> **Records for this exercise**:
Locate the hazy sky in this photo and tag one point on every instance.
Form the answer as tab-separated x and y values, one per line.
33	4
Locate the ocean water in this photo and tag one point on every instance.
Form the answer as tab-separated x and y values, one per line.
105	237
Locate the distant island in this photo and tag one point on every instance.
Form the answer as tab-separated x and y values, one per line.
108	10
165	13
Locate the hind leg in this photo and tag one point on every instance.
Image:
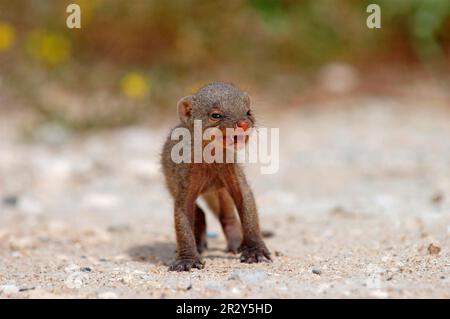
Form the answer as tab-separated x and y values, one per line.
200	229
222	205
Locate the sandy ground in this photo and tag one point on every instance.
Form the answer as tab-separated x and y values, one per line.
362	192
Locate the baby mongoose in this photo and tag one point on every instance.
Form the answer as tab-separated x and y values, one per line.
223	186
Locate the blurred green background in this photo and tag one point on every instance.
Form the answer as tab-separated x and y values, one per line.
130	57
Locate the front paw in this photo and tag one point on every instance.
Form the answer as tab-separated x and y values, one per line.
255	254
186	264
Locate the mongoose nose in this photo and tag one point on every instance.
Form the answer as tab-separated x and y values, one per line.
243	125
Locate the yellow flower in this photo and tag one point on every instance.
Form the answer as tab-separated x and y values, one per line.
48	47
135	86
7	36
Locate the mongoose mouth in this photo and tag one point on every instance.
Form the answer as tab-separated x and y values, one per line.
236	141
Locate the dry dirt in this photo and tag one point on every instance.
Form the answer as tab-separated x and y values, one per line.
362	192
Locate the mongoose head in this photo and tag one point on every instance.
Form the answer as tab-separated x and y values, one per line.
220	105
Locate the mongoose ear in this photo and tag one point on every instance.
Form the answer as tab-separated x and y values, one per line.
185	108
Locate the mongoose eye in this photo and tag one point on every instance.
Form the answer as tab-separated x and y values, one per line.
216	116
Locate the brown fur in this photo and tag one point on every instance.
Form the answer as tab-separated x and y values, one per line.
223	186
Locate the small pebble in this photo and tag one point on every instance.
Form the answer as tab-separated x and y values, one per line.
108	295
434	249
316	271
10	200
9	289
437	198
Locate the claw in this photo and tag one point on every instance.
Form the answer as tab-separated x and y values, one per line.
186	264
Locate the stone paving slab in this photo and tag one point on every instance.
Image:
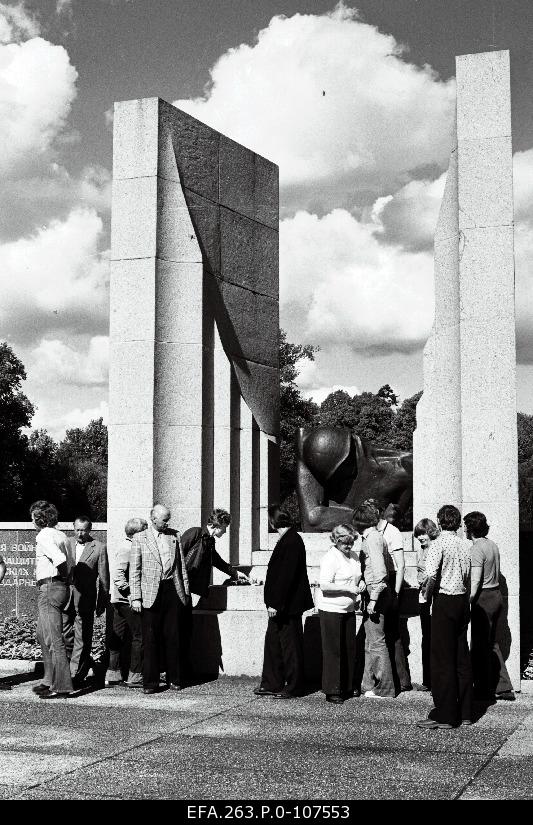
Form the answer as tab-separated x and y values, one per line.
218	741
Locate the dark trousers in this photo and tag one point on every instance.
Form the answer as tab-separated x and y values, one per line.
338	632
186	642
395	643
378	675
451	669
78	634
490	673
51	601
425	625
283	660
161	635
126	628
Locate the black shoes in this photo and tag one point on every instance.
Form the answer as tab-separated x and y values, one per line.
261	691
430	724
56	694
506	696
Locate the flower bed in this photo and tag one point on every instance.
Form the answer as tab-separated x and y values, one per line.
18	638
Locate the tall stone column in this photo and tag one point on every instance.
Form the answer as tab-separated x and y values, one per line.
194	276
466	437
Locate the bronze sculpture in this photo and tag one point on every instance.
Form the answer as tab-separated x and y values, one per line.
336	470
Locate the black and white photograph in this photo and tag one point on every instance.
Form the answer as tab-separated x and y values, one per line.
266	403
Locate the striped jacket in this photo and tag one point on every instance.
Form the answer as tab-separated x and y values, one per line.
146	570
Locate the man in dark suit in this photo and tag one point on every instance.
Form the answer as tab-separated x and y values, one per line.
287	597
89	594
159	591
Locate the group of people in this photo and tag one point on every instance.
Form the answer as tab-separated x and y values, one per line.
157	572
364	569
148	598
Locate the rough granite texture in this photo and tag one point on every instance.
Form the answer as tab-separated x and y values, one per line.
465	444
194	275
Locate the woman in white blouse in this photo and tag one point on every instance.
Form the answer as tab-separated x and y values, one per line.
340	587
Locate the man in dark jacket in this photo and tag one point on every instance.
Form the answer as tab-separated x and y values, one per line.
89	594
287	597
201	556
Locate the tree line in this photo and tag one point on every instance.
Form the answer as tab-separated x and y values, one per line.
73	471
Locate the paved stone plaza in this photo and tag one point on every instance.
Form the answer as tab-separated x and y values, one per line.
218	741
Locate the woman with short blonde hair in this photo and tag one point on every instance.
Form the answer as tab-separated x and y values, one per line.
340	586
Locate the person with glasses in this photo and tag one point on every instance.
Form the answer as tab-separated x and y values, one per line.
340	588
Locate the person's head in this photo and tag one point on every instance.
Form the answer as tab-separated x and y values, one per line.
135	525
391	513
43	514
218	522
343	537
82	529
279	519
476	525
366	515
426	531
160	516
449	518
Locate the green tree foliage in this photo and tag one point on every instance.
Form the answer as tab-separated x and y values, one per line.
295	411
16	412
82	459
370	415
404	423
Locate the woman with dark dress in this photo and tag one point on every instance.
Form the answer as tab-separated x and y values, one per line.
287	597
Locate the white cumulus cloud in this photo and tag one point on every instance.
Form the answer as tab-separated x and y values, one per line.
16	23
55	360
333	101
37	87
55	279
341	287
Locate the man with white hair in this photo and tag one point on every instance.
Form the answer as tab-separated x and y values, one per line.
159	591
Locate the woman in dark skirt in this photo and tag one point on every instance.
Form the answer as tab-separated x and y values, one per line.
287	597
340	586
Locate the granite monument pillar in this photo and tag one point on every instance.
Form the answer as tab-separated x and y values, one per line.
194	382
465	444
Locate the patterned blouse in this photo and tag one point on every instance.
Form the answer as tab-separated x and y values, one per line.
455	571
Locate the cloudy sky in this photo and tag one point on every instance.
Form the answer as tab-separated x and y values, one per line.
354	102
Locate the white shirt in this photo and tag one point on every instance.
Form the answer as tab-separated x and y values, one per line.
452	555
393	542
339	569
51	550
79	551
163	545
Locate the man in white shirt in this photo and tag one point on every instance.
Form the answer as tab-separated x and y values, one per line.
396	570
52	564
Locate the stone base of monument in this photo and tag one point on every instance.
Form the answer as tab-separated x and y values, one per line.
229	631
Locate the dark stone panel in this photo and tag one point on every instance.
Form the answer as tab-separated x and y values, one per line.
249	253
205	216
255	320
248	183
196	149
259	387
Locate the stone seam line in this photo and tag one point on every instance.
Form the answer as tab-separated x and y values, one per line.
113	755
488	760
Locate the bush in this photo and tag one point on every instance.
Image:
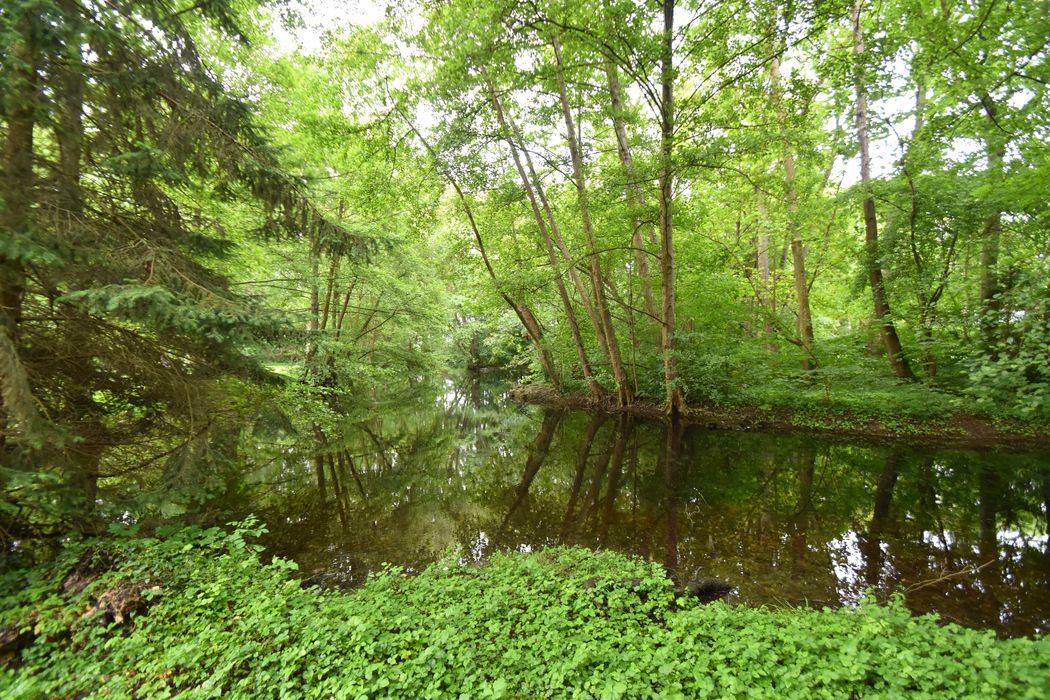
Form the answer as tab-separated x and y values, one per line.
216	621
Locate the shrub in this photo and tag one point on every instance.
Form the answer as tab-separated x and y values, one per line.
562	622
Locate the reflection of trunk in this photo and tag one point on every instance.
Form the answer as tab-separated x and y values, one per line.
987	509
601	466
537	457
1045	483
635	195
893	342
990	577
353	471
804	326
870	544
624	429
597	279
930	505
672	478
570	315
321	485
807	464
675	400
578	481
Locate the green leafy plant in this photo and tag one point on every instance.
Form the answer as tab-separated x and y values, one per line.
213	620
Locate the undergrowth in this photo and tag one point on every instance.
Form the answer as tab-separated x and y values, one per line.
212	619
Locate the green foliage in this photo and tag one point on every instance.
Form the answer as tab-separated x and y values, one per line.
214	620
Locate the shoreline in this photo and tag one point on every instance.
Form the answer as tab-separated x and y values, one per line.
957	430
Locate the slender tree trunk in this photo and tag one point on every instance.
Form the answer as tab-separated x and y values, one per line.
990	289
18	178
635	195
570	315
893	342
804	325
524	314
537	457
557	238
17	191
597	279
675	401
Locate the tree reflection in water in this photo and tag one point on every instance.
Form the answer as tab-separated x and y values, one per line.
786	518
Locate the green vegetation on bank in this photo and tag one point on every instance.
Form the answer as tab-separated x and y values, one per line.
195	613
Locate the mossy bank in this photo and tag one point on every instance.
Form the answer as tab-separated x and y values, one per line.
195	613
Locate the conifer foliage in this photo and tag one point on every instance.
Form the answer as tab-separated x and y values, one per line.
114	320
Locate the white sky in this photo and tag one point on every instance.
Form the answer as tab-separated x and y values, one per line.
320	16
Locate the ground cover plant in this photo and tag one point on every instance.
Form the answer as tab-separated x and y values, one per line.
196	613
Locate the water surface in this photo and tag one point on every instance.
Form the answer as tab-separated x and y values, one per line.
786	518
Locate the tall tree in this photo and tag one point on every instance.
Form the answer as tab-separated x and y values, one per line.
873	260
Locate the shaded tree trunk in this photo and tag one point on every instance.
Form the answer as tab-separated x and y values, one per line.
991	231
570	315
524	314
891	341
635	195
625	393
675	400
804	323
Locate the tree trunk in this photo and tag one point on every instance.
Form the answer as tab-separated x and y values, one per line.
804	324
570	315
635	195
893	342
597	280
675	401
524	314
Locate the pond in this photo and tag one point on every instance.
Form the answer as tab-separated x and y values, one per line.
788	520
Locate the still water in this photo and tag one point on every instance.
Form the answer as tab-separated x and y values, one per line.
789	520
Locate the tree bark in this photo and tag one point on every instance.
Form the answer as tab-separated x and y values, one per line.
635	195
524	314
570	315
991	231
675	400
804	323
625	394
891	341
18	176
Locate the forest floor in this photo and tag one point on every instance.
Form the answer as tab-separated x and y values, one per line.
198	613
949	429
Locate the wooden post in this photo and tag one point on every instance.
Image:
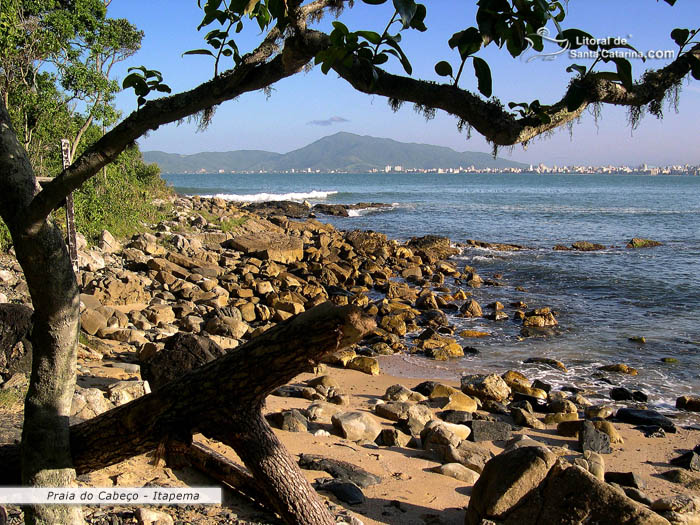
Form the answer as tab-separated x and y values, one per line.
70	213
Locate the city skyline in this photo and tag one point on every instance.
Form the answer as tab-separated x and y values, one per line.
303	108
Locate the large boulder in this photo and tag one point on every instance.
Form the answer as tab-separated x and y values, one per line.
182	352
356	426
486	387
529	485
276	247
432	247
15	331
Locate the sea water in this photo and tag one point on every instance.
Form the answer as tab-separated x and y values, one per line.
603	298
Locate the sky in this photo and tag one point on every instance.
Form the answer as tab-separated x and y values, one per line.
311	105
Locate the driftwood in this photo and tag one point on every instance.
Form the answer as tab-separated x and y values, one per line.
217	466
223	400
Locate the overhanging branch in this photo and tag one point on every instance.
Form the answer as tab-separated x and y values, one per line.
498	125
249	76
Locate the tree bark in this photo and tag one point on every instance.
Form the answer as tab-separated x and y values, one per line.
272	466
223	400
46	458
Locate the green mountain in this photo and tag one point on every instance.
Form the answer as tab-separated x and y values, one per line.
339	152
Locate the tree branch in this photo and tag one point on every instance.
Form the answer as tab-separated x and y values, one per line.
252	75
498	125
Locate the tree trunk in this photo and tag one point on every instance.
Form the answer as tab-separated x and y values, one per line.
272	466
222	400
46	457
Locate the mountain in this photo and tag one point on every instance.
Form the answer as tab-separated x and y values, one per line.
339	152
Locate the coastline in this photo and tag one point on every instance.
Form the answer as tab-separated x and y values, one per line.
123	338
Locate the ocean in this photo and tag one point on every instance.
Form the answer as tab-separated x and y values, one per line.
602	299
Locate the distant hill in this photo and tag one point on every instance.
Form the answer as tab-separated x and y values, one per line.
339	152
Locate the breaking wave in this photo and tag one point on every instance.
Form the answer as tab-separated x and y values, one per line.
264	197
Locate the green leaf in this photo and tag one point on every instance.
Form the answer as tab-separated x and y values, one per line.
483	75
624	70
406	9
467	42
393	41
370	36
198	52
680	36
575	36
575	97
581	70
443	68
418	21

> **Set task**: Repeat word for word every line from the one that holds "Locate the coastline" to the end. Both ends count.

> **Exercise solution**:
Locate the coastline in this photo and tag one point on every instance.
Form the answer as tab-separated x and y values, one per line.
123	338
Locate the ocean in this photo and tag one point on every instance.
Form the answer as tab-separated x and y values, one per line.
602	299
Locate the distant hill in this photo and tag one point on every instance.
Form the answer as tab-separated x and y values, one per line.
339	152
Locate the breaking wave in this photo and tag one point on every instance.
Form the answer as tab-separated x and y values, one per line.
264	197
Locate the green leaf in this photo and tag one point on every instance.
Form the answer as tab-separated x and y values, one per line.
483	75
624	70
406	9
467	42
393	41
370	36
198	52
680	36
575	36
575	97
581	70
443	68
418	21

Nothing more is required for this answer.